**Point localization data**
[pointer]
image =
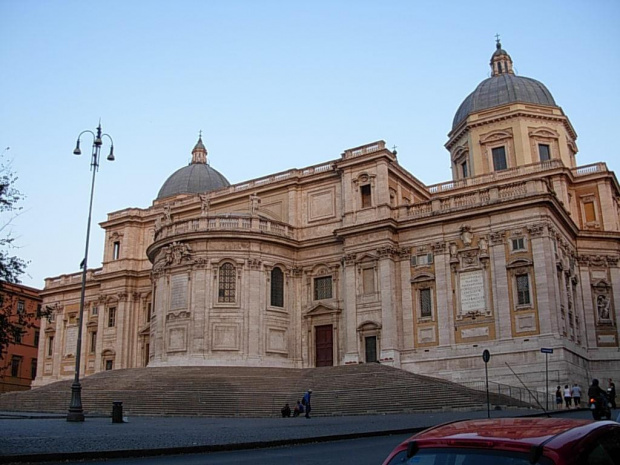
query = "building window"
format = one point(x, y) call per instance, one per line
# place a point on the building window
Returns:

* * *

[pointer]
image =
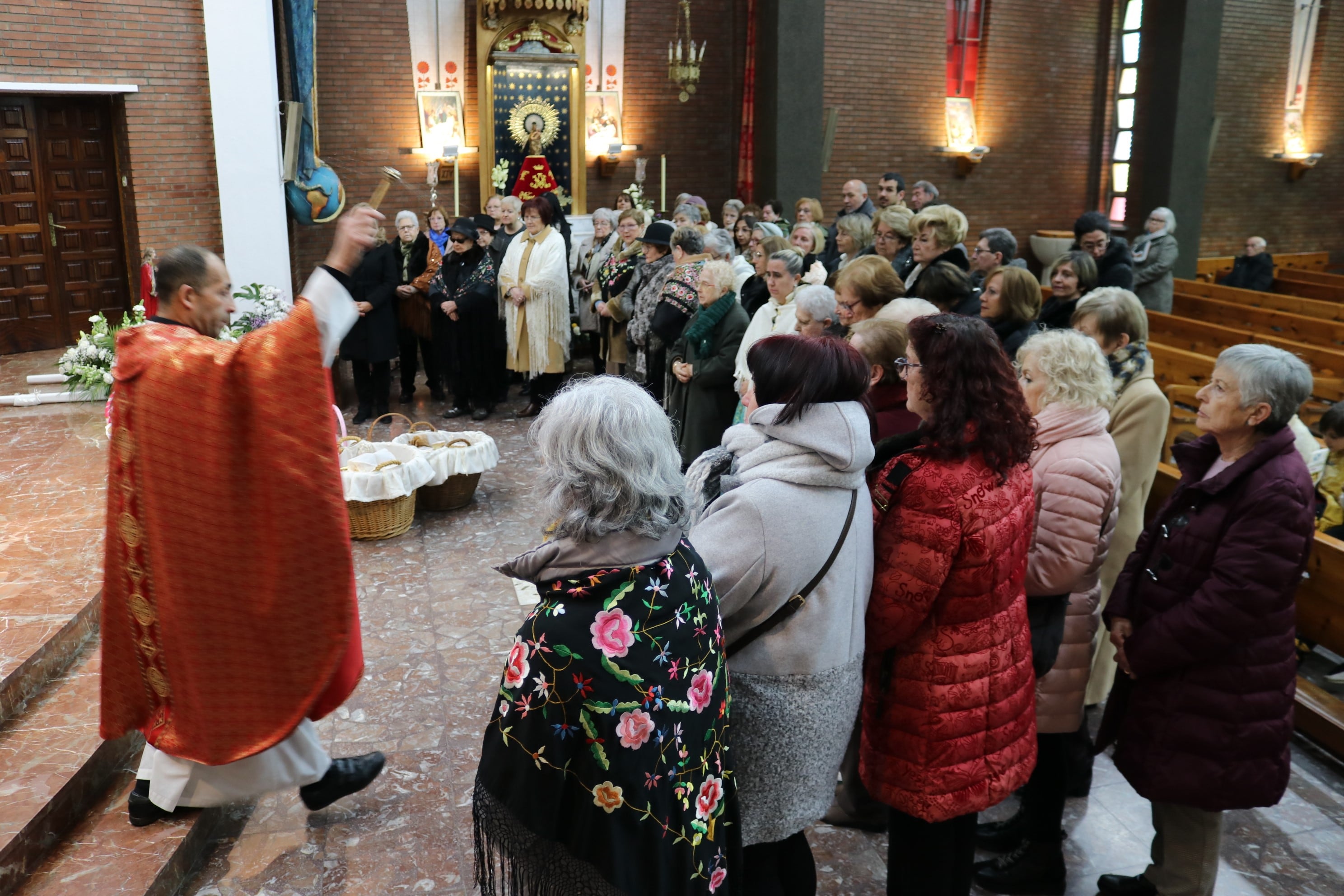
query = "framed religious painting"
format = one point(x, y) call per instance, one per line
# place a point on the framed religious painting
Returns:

**About this task**
Find "place" in the data above. Report each line where it appears.

**Result of the task**
# place a point on the building window
# place a point on the framed religious painting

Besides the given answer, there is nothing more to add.